原文摘录 »
━━━━
磁力市场：一个用于研究智能代理市场的开源环境

摘要

随着大语言模型智能体（LLM agents）的发展，它们正日益代表用户在从产品发现到交易完成的经济决策中扮演中介角色。这类应用虽前景可期，却也引发了关于智能体问责制与用户价值的诸多疑问。要解答这些问题，需深入理解智能体在真实市场环境中的行为模式。然而，现有研究大多在受限场景中对智能体进行评估，例如单一任务市场（如谈判）或结构化的双智能体交互。现实市场存在本质差异：它要求智能体处理多样化的经济活动，并在由行为不透明的多智能体参与、可进行开放式对话的大型动态生态系统中实现协同。为弥合这一差距，我们研究由代表消费者的助手智能体（Assistant agents）与代表竞争商家的服务智能体（Service agents）构成的双边智能体市场。为安全研究此类交互，我们开发了Magentic-Marketplace模拟环境，使助手与服务智能体得以运行其中。该环境使我们能够研究关键市场动态：智能体实现的效用、行为偏差、受操纵的脆弱性以及搜索机制如何影响市场结果。实验表明，前沿模型仅能在理想搜索条件下接近最优福利水平。随着规模扩大，性能急剧下降，且所有模型均表现出严重的"首提案偏好"，导致响应速度的收益达到质量收益的10-30倍。这些发现揭示了不同市场条件下行为模式的涌现机制，为设计公平高效的智能体市场提供了重要参考。
━━━━
数据部分 »
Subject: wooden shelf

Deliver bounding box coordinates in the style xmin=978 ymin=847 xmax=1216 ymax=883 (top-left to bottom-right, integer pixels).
━━━━
练习任务 » 把介绍磁力市场的原文一字不差地完整抄写一遍。 这些材料与本练习无关。

本题答案 »
磁力市场：一个用于研究智能代理市场的开源环境

摘要

随着大语言模型智能体（LLM agents）的发展，它们正日益代表用户在从产品发现到交易完成的经济决策中扮演中介角色。这类应用虽前景可期，却也引发了关于智能体问责制与用户价值的诸多疑问。要解答这些问题，需深入理解智能体在真实市场环境中的行为模式。然而，现有研究大多在受限场景中对智能体进行评估，例如单一任务市场（如谈判）或结构化的双智能体交互。现实市场存在本质差异：它要求智能体处理多样化的经济活动，并在由行为不透明的多智能体参与、可进行开放式对话的大型动态生态系统中实现协同。为弥合这一差距，我们研究由代表消费者的助手智能体（Assistant agents）与代表竞争商家的服务智能体（Service agents）构成的双边智能体市场。为安全研究此类交互，我们开发了Magentic-Marketplace模拟环境，使助手与服务智能体得以运行其中。该环境使我们能够研究关键市场动态：智能体实现的效用、行为偏差、受操纵的脆弱性以及搜索机制如何影响市场结果。实验表明，前沿模型仅能在理想搜索条件下接近最优福利水平。随着规模扩大，性能急剧下降，且所有模型均表现出严重的"首提案偏好"，导致响应速度的收益达到质量收益的10-30倍。这些发现揭示了不同市场条件下行为模式的涌现机制，为设计公平高效的智能体市场提供了重要参考。